__EXTRACT PROVIDED__:

Opinion
Opinion

Stockard on the Stump: Tennessee Rep. Ragan calls crossover voters ‘immoral’

The Tennessee Legislature’s most amiable (?) member is battling to keep his seat after a 258-vote loss in the House District 33 Republican primary

Recently updated on August 30th, 2024 at 03:34 pm

The Tennessee Legislature’s most amiable (?) member is battling to keep his seat after a 258-vote loss in the House District 33 Republican primary where he claims Democrats voted illegally.

Rep. John Ragan of Oak Ridge sees no conflict, either, between Tennessee’s standing as an open primary state and a new law requiring voters to be bona fide party members to vote in either a Republican or Democratic primary, a situation creating the political conundrum of our time. Forget about those stinking independents.

Ragan, an accessible yet abrasive 14-year lawmaker, took one on the chin to former Clinton police chief Rick Scarbrough last month. But in the same vein as former President Donald Trump, he can’t take defeat in the Anderson County area. 

Ragan contends people who were “legally qualified” to vote in the Republican primary were “negated” by unqualified people.

“The idea that opposition party members will attempt to influence selection of their opponents’ candidates is unethical, and in my mind it’s even immoral,” Ragan says.

The Tennessee Republican Party Executive Committee is set to take up the matter Monday, according to the Tennessee Journal, which also reported Anderson County elected officials urged the party committee not to take up the matter.

They don’t need much reason, either, to reverse the outcome, even though proving crossover voters beat Ragan will be difficult. They could be backing Scarbrough as first-time Republican voters, after all.

The idea that opposition party members will attempt to influence selection of their opponents’ candidates is unethical, and in my mind it’s even immoral.

– Rep. John Ragan, R-Oak Ridge

Figuring out the inexplicable is hard. 

Will the committee turn the open primary system on its head to satisfy a lawmaker who has fewer friends than Attila the Hun?

Word has it Republican committee members have already identified some people who crossed over. Whether they’ll be charged with misdemeanors is unclear, although that could be considered a bit of voter intimidation fitting of the retired Air Force pilot’s antics.

It could boil down to this: People in District 33 just got tired of Ragan and wanted new blood.

Even some Republicans in the Legislature are tired of Ragan’s ways, including his penchant for pushing culture-war bills that pit people against each other and cause unwarranted friction. As chairman of the Government Operations Committee, he spent much of last year beating university presidents over the head about students in protected classes.

At the end of this year’s session, Republicans killed his bill that would have prohibited reparations to descendants of slaves.

Going deeper than Ragan’s personal issues, the concept of having an open primary while requiring voters to be bona fide party members is hard to track.

Are Democrats and Republicans going to go back to 2008 and 2010 to see whether Republicans crossed over and voted in Democratic primaries? And what of other Republican primaries in recent years when no Democrat awaited the GOP winner?

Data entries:
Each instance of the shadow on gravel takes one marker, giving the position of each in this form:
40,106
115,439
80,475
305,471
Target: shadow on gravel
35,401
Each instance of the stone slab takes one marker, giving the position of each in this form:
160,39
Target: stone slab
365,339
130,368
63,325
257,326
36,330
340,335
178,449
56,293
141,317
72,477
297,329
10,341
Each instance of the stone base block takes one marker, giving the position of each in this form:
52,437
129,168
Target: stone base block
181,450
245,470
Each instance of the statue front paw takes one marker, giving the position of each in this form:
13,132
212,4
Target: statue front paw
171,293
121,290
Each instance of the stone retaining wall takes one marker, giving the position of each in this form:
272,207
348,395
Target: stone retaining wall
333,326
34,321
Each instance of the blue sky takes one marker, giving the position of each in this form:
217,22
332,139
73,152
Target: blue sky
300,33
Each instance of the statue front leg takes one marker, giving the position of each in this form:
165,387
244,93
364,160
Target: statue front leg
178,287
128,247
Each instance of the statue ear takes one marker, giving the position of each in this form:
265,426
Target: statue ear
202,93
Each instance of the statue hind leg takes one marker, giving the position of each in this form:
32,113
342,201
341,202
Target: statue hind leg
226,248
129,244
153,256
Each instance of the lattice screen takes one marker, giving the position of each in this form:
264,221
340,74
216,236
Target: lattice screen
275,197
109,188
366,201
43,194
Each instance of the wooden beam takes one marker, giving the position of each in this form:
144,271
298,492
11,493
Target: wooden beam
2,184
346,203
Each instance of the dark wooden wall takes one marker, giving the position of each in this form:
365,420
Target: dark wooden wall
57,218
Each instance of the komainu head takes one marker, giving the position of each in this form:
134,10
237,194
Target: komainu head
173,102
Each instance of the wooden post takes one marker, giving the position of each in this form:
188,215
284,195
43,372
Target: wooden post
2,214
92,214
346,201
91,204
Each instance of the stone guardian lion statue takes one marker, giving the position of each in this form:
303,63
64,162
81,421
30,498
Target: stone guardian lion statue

__WHAT TO WORK ON__:
Extract the passage of the opinion piece on Rep. Ragan starting with "Ragan, an accessible" and going on through "Anderson County area.".

__ANSWER TO THIS TASK__:
Ragan, an accessible yet abrasive 14-year lawmaker, took one on the chin to former Clinton police chief Rick Scarbrough last month. But in the same vein as former President Donald Trump, he can’t take defeat in the Anderson County area.